• Given request:
Extract all data as written.

(Records)
- - - - -

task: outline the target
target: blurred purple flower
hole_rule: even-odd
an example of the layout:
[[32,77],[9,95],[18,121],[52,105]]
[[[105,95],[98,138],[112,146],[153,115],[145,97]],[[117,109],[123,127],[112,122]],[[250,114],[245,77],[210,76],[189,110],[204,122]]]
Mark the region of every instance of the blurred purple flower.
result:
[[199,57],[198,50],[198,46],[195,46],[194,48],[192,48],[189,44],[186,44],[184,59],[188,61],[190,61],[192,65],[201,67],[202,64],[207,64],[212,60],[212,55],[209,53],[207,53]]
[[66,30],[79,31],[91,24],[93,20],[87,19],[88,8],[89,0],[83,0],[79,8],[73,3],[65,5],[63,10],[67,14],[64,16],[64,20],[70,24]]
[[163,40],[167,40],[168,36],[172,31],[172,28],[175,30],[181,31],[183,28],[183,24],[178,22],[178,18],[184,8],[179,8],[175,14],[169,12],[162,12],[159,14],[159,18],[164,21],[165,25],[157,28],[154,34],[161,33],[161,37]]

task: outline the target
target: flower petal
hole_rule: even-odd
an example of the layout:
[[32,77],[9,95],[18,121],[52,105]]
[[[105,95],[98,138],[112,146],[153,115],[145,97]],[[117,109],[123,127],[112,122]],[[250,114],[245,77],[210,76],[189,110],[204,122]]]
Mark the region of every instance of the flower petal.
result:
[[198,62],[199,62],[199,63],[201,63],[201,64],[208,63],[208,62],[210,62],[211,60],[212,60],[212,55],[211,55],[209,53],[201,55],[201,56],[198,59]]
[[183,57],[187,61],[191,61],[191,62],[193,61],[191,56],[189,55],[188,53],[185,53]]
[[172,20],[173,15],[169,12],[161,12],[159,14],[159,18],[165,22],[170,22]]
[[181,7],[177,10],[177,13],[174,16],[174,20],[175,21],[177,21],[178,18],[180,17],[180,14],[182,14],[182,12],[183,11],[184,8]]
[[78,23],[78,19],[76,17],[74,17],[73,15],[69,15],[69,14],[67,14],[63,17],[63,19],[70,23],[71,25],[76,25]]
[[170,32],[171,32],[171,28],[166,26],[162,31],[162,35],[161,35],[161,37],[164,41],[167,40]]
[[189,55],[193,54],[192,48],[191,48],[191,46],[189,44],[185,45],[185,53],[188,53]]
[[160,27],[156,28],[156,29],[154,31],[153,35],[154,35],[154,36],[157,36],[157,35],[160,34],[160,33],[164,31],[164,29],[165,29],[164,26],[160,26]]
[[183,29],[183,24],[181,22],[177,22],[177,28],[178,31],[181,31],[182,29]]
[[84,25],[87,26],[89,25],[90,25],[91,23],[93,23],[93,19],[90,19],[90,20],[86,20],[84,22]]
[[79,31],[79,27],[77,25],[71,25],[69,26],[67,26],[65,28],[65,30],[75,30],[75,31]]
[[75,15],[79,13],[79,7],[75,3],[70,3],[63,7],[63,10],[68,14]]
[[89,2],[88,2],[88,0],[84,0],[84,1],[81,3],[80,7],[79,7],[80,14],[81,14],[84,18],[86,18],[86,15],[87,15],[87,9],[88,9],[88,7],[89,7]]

- - - - -

• Solution for this exercise:
task: outline the target
target: blurred purple flower
hole_rule: even-odd
an example of the layout:
[[32,77],[9,95],[18,121],[52,105]]
[[[105,95],[98,138],[112,146],[153,115],[145,97]],[[117,109],[123,127],[112,122]],[[250,114],[245,77],[210,76],[189,110],[204,122]]]
Mark the region of every instance of the blurred purple flower.
result:
[[199,57],[198,50],[198,46],[195,46],[194,48],[192,48],[189,44],[186,44],[184,59],[188,61],[190,61],[192,65],[201,67],[202,64],[207,64],[212,60],[212,55],[209,53],[207,53]]
[[66,30],[79,31],[91,24],[93,20],[87,19],[88,8],[89,0],[83,0],[79,8],[73,3],[65,5],[63,10],[67,14],[64,16],[64,20],[70,24]]
[[163,40],[167,40],[168,36],[172,31],[172,28],[175,30],[181,31],[183,28],[183,24],[178,22],[178,18],[184,8],[179,8],[175,14],[169,12],[162,12],[159,14],[159,18],[164,21],[165,25],[157,28],[154,34],[161,33],[161,37]]

task: outline the target
target: flower petal
hole_rule: even-odd
an example of the layout:
[[32,77],[9,95],[18,121],[52,105]]
[[[105,95],[98,138],[112,146],[153,115],[145,97]],[[117,109],[123,127],[112,122]],[[250,114],[245,77],[210,76],[189,110],[204,122]]]
Mark the region of every instance of the flower petal.
result:
[[198,62],[199,62],[199,63],[201,63],[201,64],[208,63],[208,62],[210,62],[211,60],[212,60],[212,55],[211,55],[209,53],[201,55],[201,56],[198,59]]
[[183,57],[187,61],[191,61],[191,62],[193,61],[191,56],[189,55],[188,53],[185,53]]
[[172,20],[173,15],[169,12],[161,12],[159,14],[159,18],[165,22],[170,22]]
[[181,7],[177,10],[177,13],[174,16],[174,20],[175,21],[177,21],[178,18],[180,17],[180,14],[182,14],[182,12],[183,11],[184,8]]
[[78,23],[78,19],[76,17],[74,17],[73,15],[69,15],[69,14],[67,14],[63,17],[63,19],[70,23],[71,25],[76,25]]
[[170,32],[171,32],[171,28],[166,26],[162,31],[162,35],[161,35],[161,37],[164,41],[167,40]]
[[189,55],[193,54],[192,48],[191,48],[191,46],[189,44],[185,45],[185,53],[188,53]]
[[160,27],[156,28],[156,29],[154,31],[153,35],[154,35],[154,36],[157,36],[157,35],[160,34],[160,33],[164,31],[164,29],[165,29],[164,26],[160,26]]
[[183,29],[183,24],[181,22],[177,22],[177,28],[178,31],[181,31],[182,29]]
[[84,25],[87,26],[89,25],[90,25],[91,23],[93,23],[93,19],[90,19],[90,20],[86,20],[84,22]]
[[79,31],[79,27],[77,25],[71,25],[69,26],[67,26],[65,28],[65,30],[75,30],[75,31]]
[[75,15],[79,13],[79,7],[75,3],[70,3],[63,7],[63,10],[68,14]]
[[89,2],[88,2],[88,0],[84,0],[84,1],[81,3],[80,7],[79,7],[80,14],[81,14],[84,18],[86,18],[86,15],[87,15],[87,9],[88,9],[88,7],[89,7]]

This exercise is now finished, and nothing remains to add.